**Aim**
Enter the lines of the listing, from its start through the line that contains "83;164;98;179", inclusive, as a numbered list without blank lines. Omit the pictures.

**Supplied material**

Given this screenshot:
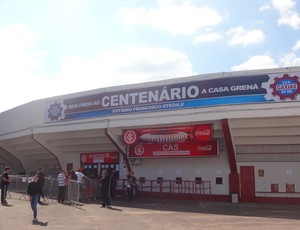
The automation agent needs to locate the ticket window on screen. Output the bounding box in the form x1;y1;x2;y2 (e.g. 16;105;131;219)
100;163;120;179
83;164;98;179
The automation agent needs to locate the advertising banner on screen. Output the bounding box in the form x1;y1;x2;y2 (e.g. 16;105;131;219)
80;152;119;164
128;140;219;158
123;124;219;158
45;73;300;122
123;124;213;145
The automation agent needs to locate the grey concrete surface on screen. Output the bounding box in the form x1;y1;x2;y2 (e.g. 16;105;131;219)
0;194;300;230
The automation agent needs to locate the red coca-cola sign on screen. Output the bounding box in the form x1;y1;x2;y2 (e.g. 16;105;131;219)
80;152;119;164
194;124;213;141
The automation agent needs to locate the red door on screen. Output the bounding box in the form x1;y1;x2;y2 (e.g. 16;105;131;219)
240;166;255;202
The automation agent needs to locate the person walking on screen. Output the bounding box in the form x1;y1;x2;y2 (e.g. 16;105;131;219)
37;168;47;205
1;167;10;205
57;169;66;203
27;174;42;224
100;169;111;208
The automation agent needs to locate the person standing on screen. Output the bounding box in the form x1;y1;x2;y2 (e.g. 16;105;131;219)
57;169;66;203
75;168;89;183
70;169;77;181
1;167;10;205
101;169;111;208
37;168;46;205
27;174;42;223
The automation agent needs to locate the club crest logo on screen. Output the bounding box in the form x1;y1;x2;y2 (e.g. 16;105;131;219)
48;102;63;121
262;74;300;101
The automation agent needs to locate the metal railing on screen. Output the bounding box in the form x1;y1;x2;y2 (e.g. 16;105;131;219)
0;175;211;204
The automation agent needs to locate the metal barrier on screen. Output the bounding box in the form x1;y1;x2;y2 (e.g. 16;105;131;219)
6;176;33;199
0;175;211;204
117;179;211;200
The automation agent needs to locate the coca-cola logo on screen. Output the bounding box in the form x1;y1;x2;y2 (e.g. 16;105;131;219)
123;130;138;145
197;145;213;152
195;129;211;137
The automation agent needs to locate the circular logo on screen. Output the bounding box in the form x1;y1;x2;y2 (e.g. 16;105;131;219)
270;74;300;100
124;130;137;145
134;145;145;156
48;102;63;121
80;154;87;163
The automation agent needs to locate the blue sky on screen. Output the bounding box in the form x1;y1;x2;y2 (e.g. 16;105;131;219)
0;0;300;112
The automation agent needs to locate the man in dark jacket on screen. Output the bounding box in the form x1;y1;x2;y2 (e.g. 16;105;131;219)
101;169;111;208
1;167;10;205
37;168;47;205
27;174;42;223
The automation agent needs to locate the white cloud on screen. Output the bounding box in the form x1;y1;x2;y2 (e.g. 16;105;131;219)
120;0;222;35
0;24;44;111
54;48;196;94
259;4;271;11
193;33;222;44
293;40;300;52
272;0;300;30
231;55;278;71
280;53;300;67
226;26;265;46
0;25;196;112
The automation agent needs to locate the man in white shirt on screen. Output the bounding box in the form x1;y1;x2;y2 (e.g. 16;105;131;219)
57;169;66;203
75;168;89;183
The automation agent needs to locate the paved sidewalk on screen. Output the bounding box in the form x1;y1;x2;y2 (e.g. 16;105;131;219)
0;194;300;230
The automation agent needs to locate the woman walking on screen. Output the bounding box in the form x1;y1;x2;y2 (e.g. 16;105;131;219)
27;174;42;224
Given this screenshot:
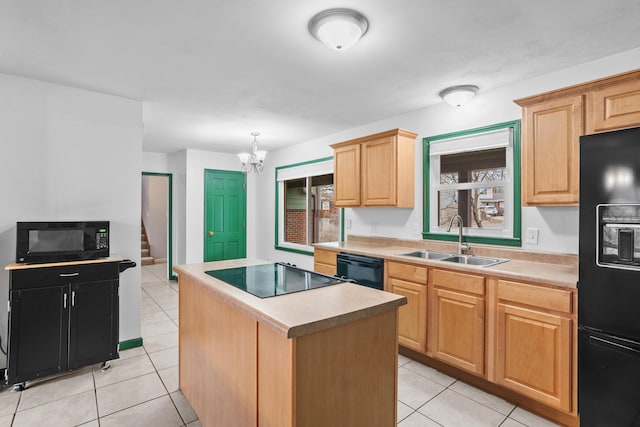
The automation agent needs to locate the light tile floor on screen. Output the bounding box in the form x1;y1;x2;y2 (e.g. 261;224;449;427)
0;264;555;427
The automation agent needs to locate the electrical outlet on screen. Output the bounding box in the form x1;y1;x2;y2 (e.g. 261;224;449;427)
412;222;421;234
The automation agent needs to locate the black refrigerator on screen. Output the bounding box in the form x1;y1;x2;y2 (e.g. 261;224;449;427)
578;128;640;427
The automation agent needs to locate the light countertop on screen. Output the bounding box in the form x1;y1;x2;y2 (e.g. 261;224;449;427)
173;259;407;338
4;257;124;271
314;240;578;289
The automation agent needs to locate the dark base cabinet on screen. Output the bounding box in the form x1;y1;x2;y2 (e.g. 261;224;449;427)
6;262;119;384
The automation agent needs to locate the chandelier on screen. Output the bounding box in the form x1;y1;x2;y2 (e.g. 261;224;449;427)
238;132;267;173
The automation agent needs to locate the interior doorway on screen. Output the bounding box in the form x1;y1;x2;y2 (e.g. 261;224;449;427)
140;172;176;280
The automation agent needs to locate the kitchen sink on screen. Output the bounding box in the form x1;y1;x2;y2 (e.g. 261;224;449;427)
396;251;509;267
441;255;509;267
396;251;454;259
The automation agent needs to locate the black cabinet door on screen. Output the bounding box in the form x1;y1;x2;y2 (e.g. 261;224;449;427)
7;286;69;384
69;280;118;369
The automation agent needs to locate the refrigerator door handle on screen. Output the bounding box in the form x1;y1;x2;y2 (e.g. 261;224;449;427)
589;335;640;359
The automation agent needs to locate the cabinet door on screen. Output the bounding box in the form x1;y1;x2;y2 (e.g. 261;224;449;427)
333;144;360;207
496;303;572;411
362;137;396;206
429;289;484;375
69;280;118;368
522;95;583;205
313;248;337;276
587;79;640;134
388;278;427;353
7;286;69;384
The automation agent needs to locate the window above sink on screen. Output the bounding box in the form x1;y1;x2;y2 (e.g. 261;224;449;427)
422;120;521;246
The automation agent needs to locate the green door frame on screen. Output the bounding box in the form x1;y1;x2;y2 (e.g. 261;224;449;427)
142;172;178;280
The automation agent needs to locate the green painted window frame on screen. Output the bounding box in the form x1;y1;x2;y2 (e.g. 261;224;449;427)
274;156;344;256
422;120;522;247
142;172;178;280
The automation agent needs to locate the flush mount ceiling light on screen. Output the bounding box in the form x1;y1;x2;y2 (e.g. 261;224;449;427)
309;9;369;50
440;85;478;107
238;132;267;174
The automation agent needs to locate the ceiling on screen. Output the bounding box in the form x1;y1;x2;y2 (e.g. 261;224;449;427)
0;0;640;153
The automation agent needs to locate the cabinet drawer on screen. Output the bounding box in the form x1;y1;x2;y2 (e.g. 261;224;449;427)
9;262;120;290
387;261;427;284
431;269;484;295
313;248;336;266
497;280;573;314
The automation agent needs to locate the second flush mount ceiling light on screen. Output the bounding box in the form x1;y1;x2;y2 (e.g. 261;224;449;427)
309;8;369;50
440;85;478;107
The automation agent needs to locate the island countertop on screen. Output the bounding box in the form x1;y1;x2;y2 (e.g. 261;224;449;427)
173;258;407;338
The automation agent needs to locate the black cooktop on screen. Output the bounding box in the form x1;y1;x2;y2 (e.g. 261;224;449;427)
205;263;342;298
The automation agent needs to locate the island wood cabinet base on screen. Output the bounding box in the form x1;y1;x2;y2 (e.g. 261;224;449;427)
179;275;398;427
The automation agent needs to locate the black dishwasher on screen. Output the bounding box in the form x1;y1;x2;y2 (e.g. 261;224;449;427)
337;253;384;290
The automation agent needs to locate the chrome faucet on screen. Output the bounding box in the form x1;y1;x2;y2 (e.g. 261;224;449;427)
447;215;469;255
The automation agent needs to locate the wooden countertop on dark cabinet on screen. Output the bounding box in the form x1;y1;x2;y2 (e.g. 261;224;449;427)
7;260;119;389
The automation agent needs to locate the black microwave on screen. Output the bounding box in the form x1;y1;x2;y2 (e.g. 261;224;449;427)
16;221;109;264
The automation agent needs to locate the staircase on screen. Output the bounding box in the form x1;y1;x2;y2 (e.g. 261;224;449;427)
140;220;155;265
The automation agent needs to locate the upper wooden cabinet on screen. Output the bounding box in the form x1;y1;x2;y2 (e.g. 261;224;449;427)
522;95;583;205
515;70;640;206
331;129;418;208
587;80;640;134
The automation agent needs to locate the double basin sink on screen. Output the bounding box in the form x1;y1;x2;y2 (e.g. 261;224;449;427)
396;251;509;267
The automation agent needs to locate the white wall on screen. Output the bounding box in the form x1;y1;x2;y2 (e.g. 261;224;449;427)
0;74;143;365
143;150;258;265
256;48;640;268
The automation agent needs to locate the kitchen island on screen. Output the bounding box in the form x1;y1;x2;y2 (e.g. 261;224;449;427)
174;259;406;427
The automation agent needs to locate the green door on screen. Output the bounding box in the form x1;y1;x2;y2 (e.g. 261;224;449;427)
204;169;247;262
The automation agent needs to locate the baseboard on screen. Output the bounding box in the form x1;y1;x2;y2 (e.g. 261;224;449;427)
119;337;142;351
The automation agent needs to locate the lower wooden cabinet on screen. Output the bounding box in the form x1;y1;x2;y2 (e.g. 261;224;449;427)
427;269;485;375
385;261;427;353
313;248;337;276
495;280;575;412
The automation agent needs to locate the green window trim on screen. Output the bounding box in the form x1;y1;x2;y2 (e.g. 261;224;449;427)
274;156;344;256
422;120;522;247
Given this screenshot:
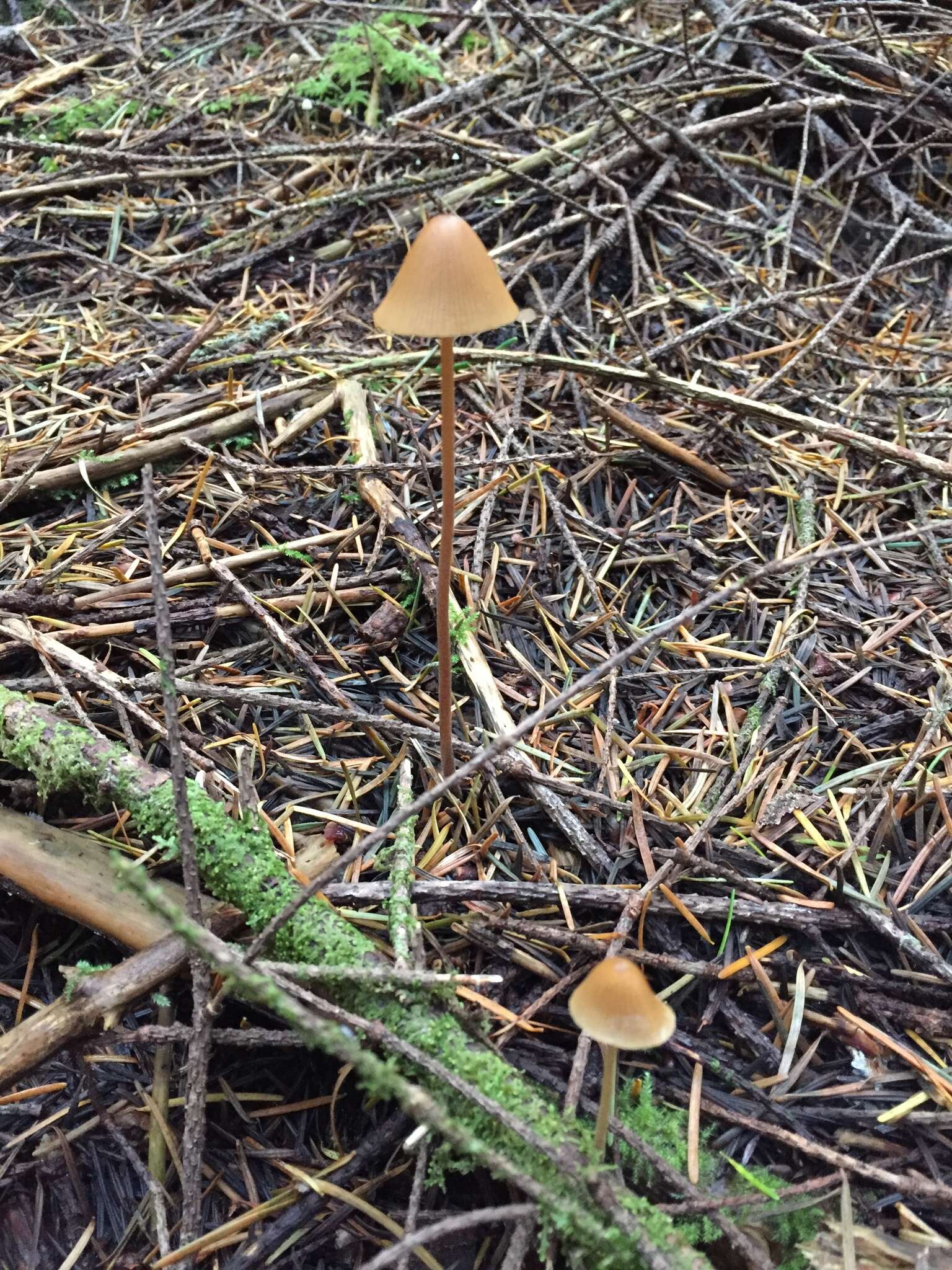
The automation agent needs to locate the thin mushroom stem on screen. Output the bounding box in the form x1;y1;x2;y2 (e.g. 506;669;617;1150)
437;338;456;777
596;1046;618;1160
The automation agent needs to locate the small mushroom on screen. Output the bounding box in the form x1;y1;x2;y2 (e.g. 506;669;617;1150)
569;956;674;1160
373;213;519;776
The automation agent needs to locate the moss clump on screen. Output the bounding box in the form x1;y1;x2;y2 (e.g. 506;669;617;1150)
0;688;706;1270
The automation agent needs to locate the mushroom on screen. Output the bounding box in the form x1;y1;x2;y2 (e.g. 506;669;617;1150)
373;213;518;776
569;956;674;1160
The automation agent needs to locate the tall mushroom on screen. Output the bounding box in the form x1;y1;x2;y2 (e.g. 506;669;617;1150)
373;213;518;776
569;956;674;1160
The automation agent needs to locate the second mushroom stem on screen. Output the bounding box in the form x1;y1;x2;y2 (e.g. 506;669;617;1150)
437;339;456;776
596;1046;618;1160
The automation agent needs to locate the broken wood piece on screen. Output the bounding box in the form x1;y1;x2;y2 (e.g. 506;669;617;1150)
0;808;213;949
594;391;740;491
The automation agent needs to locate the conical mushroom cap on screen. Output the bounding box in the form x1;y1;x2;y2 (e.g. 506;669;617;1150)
569;956;674;1049
373;213;519;339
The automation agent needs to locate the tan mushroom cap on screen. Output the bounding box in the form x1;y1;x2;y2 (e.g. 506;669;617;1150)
569;956;674;1049
373;213;519;339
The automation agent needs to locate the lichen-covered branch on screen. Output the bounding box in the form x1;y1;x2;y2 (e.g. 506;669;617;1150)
0;688;707;1270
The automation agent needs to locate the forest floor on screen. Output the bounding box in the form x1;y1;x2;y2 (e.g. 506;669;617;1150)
0;0;952;1270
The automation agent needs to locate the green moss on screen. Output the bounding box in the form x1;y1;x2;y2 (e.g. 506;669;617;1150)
62;961;112;1001
0;688;705;1270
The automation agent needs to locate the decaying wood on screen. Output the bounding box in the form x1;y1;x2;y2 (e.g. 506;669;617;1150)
338;380;608;866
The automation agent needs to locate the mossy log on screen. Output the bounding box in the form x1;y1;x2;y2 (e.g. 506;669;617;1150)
0;688;708;1270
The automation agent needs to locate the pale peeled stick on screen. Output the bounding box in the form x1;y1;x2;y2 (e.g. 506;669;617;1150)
569;956;676;1049
373;212;519;339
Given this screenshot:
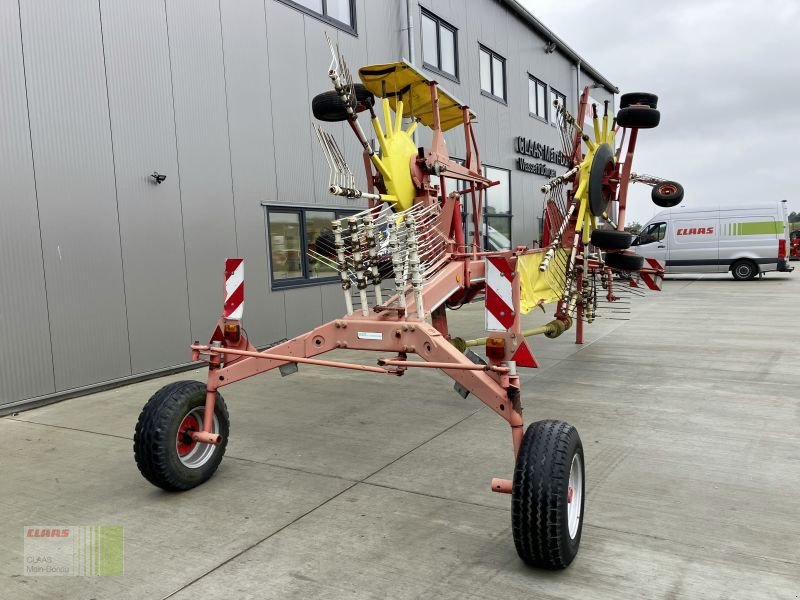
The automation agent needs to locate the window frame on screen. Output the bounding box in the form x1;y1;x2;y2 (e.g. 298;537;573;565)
528;73;548;123
277;0;358;37
419;6;461;83
264;204;363;291
478;43;508;106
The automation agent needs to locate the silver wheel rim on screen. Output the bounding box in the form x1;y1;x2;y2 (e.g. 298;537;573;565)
175;406;219;469
567;453;583;540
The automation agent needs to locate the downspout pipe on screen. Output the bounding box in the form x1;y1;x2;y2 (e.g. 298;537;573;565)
406;0;417;146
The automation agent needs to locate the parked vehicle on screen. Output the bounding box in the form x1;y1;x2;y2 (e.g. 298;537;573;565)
789;229;800;260
631;202;794;280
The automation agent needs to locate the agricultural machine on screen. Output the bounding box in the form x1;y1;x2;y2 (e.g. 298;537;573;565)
134;42;682;569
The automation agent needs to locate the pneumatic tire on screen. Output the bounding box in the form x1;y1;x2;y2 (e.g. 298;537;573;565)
731;258;758;281
311;83;375;123
591;229;633;250
133;381;230;492
604;252;644;271
511;421;586;569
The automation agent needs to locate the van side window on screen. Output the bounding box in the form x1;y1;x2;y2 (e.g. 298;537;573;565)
636;223;667;246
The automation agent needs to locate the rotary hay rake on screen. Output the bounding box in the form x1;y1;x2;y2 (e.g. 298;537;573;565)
134;41;682;568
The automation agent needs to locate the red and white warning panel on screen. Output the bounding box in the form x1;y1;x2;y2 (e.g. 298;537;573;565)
486;256;515;331
639;258;664;292
222;258;244;321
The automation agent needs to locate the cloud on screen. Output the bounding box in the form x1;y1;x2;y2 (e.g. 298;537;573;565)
522;0;800;222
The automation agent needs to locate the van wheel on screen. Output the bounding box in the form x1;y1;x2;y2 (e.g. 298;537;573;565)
731;259;758;281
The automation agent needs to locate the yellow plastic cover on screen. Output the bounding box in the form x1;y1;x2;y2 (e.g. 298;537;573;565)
358;61;475;131
517;248;570;315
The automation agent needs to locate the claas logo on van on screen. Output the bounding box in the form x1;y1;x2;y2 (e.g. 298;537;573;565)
678;227;714;235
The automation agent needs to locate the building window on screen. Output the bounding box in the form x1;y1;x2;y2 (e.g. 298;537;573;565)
279;0;356;33
267;207;355;288
550;87;567;125
421;9;458;80
483;166;511;250
480;46;506;102
528;75;547;121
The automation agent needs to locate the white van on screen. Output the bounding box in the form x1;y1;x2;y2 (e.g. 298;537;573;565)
631;202;793;280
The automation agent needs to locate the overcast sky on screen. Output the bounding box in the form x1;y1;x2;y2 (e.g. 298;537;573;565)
521;0;800;223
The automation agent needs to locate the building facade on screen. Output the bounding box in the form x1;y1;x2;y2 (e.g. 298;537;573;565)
0;0;615;412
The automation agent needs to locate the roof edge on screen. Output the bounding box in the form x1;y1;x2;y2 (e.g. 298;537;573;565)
501;0;619;94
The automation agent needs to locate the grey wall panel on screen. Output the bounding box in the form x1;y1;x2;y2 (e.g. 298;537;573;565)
21;0;130;390
0;0;55;404
264;0;312;209
167;0;237;339
220;0;286;346
368;0;406;64
284;286;322;338
320;283;346;323
100;0;191;373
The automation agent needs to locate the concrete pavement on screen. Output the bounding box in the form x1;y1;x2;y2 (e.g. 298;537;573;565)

**Finished answer**
1. Given this screenshot:
2. The automation agent needs to locate the ticket window on screen. Output the bounding box in the form x1;y1;x2;y2 (e.g. 16;105;131;219)
3. 100;163;120;179
4. 83;164;98;179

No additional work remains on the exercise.